--- What this task involves ---
Across the entries below, how many lines include "blue"? Give the number and nothing else.

(Region pointing data)
____________
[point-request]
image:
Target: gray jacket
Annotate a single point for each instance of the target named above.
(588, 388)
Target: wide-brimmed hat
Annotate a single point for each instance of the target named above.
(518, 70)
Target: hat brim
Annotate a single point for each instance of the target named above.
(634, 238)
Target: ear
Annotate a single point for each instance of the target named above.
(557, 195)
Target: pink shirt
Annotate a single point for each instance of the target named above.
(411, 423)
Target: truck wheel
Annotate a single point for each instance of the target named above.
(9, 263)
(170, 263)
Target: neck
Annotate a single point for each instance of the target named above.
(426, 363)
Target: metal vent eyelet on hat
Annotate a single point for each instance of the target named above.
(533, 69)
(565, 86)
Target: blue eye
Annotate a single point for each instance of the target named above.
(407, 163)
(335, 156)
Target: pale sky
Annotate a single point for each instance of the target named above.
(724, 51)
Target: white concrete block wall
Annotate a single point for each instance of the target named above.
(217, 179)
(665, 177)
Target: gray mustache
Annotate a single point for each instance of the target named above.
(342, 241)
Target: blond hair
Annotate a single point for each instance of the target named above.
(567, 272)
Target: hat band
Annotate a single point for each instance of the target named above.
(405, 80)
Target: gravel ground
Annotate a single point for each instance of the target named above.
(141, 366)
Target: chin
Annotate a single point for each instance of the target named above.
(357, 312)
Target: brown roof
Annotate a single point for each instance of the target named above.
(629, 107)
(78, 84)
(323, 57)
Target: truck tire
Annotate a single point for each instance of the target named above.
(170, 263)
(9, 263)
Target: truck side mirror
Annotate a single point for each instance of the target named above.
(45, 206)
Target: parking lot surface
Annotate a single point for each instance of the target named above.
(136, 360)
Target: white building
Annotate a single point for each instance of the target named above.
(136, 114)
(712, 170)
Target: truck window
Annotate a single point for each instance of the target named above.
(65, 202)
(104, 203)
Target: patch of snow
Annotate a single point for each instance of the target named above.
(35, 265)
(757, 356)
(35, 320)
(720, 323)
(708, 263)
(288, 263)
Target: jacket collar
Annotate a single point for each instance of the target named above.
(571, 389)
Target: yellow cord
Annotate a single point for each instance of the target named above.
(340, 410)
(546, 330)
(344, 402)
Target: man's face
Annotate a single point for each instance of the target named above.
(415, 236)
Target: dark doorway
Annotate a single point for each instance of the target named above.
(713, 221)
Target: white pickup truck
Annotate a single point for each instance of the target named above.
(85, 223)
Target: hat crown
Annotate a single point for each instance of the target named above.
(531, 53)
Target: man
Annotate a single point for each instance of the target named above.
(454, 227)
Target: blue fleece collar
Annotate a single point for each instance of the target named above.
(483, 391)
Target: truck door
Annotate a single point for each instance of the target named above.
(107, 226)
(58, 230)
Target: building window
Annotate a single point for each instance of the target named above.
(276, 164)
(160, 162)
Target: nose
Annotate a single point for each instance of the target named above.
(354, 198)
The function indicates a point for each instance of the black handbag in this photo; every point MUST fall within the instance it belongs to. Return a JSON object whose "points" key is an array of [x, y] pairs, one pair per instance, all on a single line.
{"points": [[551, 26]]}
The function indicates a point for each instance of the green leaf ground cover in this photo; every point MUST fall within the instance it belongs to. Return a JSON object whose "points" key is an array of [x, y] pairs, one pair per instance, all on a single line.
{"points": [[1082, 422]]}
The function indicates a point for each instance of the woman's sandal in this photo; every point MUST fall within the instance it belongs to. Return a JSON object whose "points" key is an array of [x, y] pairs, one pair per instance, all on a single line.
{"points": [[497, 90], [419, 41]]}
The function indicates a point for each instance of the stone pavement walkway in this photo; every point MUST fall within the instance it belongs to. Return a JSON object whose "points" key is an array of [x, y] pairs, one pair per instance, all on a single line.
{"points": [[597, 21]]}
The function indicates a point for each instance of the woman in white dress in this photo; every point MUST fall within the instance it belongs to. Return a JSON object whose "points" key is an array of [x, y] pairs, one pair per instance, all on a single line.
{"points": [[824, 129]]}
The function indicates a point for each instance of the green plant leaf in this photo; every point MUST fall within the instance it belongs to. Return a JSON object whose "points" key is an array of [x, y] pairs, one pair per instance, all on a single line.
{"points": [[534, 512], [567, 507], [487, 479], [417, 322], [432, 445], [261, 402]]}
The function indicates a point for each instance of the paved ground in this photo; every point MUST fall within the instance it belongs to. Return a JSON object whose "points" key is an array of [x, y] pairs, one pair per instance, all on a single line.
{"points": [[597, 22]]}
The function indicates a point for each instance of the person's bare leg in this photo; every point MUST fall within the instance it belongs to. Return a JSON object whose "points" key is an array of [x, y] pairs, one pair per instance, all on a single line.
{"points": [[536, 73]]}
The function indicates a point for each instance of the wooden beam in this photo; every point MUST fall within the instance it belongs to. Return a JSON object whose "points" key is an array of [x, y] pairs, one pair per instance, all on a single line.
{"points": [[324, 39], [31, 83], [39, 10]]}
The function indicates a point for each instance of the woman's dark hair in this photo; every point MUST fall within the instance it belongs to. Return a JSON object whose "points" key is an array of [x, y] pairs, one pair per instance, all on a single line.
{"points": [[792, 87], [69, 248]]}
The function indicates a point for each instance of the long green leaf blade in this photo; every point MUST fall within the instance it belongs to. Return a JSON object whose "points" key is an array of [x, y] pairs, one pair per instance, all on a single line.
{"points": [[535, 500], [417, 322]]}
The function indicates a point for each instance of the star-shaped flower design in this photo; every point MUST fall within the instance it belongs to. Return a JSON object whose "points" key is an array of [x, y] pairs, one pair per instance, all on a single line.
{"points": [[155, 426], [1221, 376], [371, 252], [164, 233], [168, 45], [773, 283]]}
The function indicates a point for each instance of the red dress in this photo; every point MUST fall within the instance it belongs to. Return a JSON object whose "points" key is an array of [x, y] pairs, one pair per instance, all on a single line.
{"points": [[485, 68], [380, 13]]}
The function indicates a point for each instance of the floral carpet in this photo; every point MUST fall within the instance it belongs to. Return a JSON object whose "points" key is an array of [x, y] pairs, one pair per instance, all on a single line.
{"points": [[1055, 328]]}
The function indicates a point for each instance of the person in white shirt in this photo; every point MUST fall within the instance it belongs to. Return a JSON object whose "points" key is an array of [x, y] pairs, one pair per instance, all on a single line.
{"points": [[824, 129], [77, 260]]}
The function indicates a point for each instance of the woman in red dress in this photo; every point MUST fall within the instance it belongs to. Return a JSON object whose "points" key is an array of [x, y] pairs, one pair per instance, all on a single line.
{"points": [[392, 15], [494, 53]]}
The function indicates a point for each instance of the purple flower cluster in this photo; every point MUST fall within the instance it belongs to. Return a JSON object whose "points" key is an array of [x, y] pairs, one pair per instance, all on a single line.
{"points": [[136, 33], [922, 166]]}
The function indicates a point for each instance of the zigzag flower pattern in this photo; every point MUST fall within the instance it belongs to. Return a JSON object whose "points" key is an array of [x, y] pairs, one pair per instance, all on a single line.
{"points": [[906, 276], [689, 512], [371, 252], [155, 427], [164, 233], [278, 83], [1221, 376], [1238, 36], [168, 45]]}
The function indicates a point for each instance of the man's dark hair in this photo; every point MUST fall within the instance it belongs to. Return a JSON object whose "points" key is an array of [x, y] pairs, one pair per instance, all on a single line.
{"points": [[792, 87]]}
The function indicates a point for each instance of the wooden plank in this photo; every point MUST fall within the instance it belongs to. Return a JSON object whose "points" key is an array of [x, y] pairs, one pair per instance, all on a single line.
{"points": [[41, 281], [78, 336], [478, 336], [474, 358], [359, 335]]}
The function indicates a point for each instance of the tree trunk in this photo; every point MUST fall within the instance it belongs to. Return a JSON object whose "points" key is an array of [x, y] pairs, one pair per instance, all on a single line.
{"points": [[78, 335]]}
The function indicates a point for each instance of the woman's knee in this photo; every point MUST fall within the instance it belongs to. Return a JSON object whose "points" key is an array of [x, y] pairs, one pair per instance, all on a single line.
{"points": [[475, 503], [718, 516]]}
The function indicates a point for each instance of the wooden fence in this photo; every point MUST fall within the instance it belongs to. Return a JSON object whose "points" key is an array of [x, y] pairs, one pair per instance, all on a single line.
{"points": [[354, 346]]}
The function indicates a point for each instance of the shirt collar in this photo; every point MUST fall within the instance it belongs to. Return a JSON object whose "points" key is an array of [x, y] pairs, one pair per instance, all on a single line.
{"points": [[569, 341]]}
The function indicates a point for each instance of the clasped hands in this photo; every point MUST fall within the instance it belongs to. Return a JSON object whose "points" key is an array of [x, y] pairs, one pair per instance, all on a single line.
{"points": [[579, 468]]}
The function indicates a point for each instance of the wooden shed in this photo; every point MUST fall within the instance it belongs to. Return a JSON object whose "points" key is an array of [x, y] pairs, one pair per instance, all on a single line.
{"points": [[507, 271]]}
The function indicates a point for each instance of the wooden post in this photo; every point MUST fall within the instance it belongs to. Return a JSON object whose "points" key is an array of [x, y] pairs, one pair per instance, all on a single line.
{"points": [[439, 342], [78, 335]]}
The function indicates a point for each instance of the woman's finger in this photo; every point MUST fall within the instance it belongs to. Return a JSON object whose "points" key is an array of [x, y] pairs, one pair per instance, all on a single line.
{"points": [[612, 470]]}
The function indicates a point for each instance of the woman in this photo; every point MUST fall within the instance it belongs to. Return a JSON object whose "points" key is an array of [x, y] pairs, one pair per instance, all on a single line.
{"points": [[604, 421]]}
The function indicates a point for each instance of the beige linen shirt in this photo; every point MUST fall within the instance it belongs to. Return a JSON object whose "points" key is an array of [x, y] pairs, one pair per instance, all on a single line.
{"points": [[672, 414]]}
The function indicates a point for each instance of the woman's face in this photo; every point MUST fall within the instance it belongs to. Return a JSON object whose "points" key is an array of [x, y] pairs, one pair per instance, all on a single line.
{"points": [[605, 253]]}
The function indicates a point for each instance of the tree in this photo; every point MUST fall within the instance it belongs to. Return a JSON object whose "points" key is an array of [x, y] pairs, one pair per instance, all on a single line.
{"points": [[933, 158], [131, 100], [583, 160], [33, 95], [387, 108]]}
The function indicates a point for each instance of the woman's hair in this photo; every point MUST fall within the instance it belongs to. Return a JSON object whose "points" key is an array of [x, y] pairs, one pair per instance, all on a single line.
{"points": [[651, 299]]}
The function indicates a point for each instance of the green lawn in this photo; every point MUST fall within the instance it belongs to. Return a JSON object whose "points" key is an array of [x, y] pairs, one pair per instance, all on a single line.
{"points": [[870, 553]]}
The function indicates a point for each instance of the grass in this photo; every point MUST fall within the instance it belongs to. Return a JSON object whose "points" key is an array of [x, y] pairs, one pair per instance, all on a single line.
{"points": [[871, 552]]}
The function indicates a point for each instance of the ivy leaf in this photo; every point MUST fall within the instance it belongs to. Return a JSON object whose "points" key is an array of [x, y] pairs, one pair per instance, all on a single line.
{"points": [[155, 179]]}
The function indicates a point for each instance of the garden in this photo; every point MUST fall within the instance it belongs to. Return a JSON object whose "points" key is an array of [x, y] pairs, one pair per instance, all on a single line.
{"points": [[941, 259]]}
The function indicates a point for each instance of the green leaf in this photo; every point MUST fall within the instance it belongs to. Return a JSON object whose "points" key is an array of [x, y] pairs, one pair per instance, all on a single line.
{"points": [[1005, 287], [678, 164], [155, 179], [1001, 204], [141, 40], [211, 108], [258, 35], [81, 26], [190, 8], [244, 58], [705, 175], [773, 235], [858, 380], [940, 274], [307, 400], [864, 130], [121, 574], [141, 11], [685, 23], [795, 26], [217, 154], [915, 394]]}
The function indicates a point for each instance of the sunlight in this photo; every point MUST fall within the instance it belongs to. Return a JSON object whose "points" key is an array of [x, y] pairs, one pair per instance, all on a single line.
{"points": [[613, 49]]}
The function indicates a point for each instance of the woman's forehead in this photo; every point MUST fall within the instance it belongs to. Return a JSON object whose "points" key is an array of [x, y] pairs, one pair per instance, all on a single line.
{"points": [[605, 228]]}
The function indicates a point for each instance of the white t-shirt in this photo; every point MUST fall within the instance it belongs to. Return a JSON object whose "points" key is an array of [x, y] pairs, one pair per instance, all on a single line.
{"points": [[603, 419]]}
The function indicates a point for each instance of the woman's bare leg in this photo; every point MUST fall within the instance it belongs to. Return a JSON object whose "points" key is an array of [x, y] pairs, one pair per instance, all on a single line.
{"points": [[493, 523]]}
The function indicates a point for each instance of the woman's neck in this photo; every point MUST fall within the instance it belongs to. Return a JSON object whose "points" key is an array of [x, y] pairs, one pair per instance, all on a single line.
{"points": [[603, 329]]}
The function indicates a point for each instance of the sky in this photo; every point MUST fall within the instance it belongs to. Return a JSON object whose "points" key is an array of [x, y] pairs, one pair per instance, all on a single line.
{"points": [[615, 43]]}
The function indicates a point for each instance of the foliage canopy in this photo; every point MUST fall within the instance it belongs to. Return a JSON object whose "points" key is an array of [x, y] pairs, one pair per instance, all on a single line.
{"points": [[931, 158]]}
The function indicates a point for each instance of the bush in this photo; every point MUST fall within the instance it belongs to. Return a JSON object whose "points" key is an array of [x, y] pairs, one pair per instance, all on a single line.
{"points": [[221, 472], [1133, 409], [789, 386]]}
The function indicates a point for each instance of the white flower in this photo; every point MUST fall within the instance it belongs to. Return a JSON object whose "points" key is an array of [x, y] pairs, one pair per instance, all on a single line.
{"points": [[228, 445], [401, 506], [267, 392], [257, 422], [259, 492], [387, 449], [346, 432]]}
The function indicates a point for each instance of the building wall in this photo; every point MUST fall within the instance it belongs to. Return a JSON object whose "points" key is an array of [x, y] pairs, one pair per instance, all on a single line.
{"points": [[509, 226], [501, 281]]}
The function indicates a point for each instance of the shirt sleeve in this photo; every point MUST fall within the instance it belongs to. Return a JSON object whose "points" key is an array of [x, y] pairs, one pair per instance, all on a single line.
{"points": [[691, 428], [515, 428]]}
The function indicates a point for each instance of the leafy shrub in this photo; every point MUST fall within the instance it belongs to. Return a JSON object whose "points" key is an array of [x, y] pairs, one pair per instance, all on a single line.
____________
--- Answer for the task ---
2